- **Work task**: Start to finish, retype the entries exactly while omitting the pictures.

************

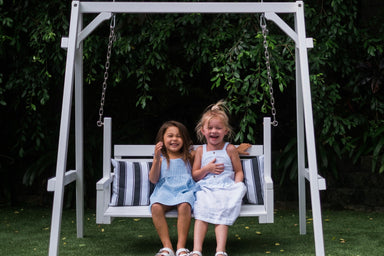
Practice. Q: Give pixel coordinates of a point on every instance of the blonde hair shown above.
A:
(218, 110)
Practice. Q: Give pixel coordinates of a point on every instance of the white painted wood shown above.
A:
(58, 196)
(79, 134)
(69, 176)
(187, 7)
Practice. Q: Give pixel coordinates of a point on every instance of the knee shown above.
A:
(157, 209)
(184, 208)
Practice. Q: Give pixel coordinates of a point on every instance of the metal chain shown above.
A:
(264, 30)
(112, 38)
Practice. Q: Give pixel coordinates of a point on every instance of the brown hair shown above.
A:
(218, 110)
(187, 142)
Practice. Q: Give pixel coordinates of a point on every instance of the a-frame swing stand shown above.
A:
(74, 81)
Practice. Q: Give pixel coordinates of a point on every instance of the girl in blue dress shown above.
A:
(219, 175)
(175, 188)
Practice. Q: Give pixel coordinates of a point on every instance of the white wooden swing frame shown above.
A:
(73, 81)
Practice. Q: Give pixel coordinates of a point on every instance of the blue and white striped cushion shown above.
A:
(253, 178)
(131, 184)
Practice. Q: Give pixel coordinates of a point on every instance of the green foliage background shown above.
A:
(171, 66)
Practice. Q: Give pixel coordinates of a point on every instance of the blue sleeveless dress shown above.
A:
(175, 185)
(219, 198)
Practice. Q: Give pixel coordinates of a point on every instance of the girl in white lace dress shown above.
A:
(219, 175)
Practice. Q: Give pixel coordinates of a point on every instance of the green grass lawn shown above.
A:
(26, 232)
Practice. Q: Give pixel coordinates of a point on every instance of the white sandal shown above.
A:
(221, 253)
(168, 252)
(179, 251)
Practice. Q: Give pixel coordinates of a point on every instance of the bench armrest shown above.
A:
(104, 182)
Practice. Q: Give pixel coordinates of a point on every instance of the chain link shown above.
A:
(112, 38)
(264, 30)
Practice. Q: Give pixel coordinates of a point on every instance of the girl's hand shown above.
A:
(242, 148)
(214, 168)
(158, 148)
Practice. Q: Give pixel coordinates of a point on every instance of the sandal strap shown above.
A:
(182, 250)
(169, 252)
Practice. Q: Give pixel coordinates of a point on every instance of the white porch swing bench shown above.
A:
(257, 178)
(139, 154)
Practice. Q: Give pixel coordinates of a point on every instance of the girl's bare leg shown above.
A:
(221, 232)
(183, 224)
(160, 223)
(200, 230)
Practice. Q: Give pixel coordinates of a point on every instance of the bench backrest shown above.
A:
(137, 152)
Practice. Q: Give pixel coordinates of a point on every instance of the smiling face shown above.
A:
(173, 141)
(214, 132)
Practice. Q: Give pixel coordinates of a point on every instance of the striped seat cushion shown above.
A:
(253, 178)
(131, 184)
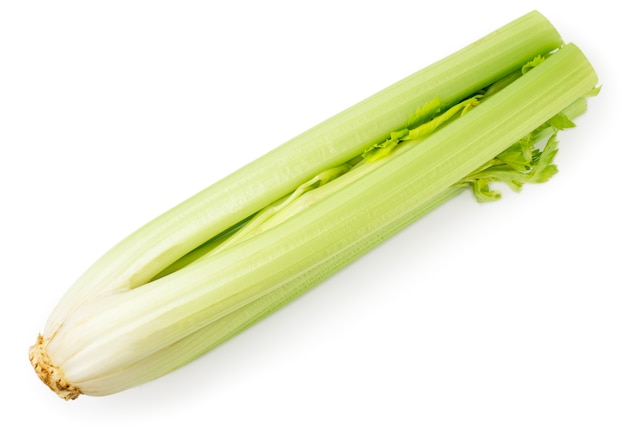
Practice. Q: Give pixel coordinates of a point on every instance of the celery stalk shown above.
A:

************

- **Task response**:
Practice. Q: Give pixel coordinates of a point on every instance of the blonde hair shown above.
A:
(218, 110)
Practice. Q: Give pixel coordinates of a point on every instance of the white painted wood shown above.
A:
(58, 196)
(79, 134)
(69, 176)
(187, 7)
Practice. Q: Give pixel coordinates of a point on every instance of the knee shown above.
A:
(157, 209)
(184, 208)
Practice. Q: Give pixel coordinates of a point on every instance of the metal chain shown above.
A:
(264, 30)
(112, 38)
Practice. Q: Give pixel coordinates of a point on every instance of the brown hair shown above.
A:
(218, 110)
(187, 142)
Practice. Q: Give pixel coordinates of a point on every instance of the a-frame swing stand shown above.
A:
(74, 81)
Practice. Q: Give pixel coordinates of a point on every instance of the girl in blue dress shown above.
A:
(219, 175)
(175, 188)
Practice. Q: Give pixel coordinates of a point on every instance of the white wooden swing frame shown above.
A:
(73, 81)
Practice. Q: Give pixel coordinates of a point on every instance of the blue and white striped cushion shown above.
A:
(253, 178)
(131, 184)
Practice. Q: Give pixel coordinates of a point on every instance of the green foliage background shown above.
A:
(171, 66)
Practice. Q: Give pixel coordinates of a point on every instance of the blue sleeveless dress shown above.
A:
(175, 185)
(219, 198)
Practice. Q: Give pixel coordinates of a point on every instance of the girl in white lace dress shown above.
A:
(219, 175)
Practice. Q: Give pixel coordinates of a point on every instance of the green grass lawn shown above.
A:
(26, 232)
Practice. Q: Give pixel coordinates of a point on every instance of the white sandal shown above.
A:
(221, 253)
(168, 252)
(179, 251)
Practice. Q: Give pixel coordinates of a point on every instance of the bench armrest shown above.
A:
(104, 182)
Practice. Q: Give pixel coordinates of a point on every instance of the chain link shown above.
A:
(112, 38)
(264, 30)
Practice. Q: Give pixel coordinates of a point on every instance of the girl's hand shown above.
A:
(242, 148)
(214, 168)
(158, 148)
Practice. Q: Give pixel coordinates of a point on every instance of the sandal strap shown above.
A:
(182, 250)
(169, 252)
Practice. Q: Give pixel coordinates of a point on every instance of the white porch swing bench shown above.
A:
(257, 178)
(139, 154)
Practice. Q: Give pixel coordinates of a point on every instance of the girl's bare leg shown above.
A:
(221, 232)
(183, 224)
(160, 223)
(200, 230)
Practice. Q: Give pixel coordinates of a point on every instance of the bench backrest shown above.
A:
(137, 152)
Practice. Q: Give pixel coordinates of a point on every instance of the smiling face shown above.
A:
(173, 141)
(214, 132)
Practice. Q: Give pixel coordinates of a point on every instance of the striped seat cushion shown above.
A:
(253, 178)
(131, 184)
Practice. Q: Give pixel coordinates of a point on every instance of the celery stalk shown above.
A:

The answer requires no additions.